**Task input:**

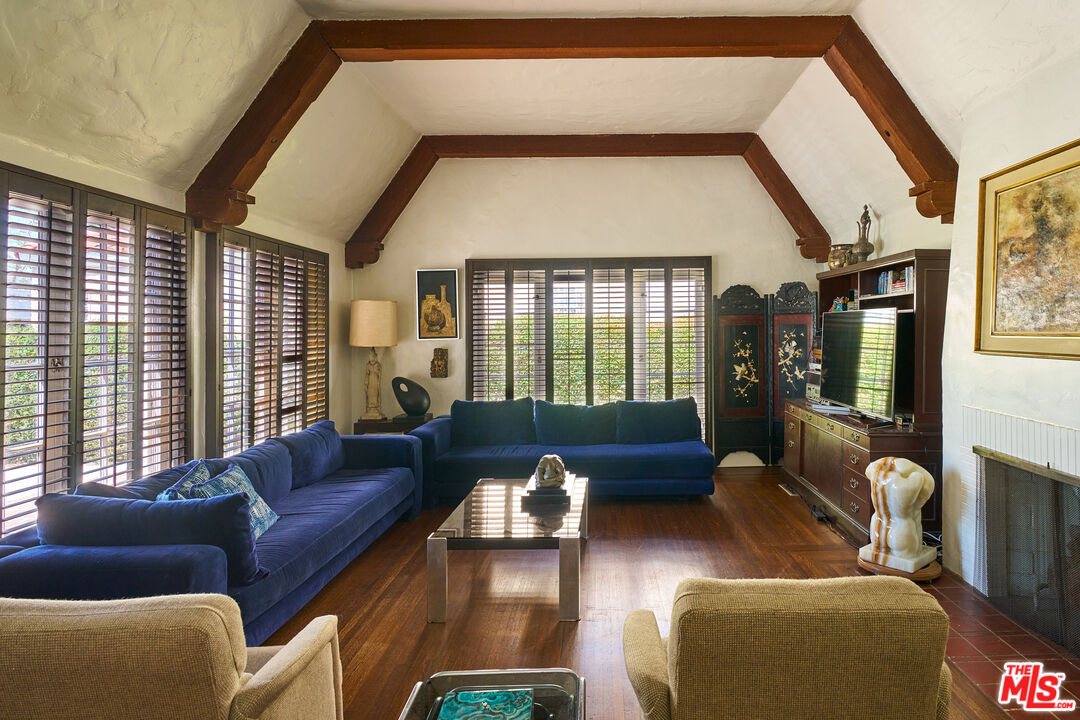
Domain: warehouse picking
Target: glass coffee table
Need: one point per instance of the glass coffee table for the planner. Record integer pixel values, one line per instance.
(490, 517)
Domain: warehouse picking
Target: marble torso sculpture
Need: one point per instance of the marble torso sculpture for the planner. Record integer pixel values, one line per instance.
(899, 488)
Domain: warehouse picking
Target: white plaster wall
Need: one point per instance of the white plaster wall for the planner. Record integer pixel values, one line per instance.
(1036, 116)
(336, 161)
(341, 358)
(838, 161)
(571, 207)
(149, 89)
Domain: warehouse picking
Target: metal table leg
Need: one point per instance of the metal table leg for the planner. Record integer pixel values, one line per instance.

**Do this:** Please convert the lines above into a Markdown table with the columns Row and Line, giving each line a row number and skipping any blank lines. Leave the pictures out of the table.

**Result for this task:**
| Row | Line |
|---|---|
| 1 | Domain: warehouse picking |
| 2 | Target: glass coffee table |
| 3 | Need: one point per instance of the glass coffee table for the planner. Record integer pixel values, one line per instance. |
| 4 | (490, 517) |
| 5 | Domain: warehouse picking |
| 6 | Target: marble torso sculpture |
| 7 | Need: one point per instance of the marble torso sculpture for the planner. Record integer pixel values, one line per instance. |
| 8 | (899, 488) |
| 9 | Domain: warehouse picking |
| 10 | Target: white plaster wall |
| 11 | Need: one point per instance of the white plaster wall for the planner. Record integer pixel values, one line per instance. |
| 12 | (1036, 116) |
| 13 | (336, 161) |
| 14 | (341, 358) |
| 15 | (838, 161) |
| 16 | (571, 207) |
| 17 | (149, 89) |
| 18 | Domain: warehouse picking |
| 19 | Target: metal table leg |
| 20 | Need: one point per instance of the metal table leg for the planner. Record integer pixel values, one line per instance. |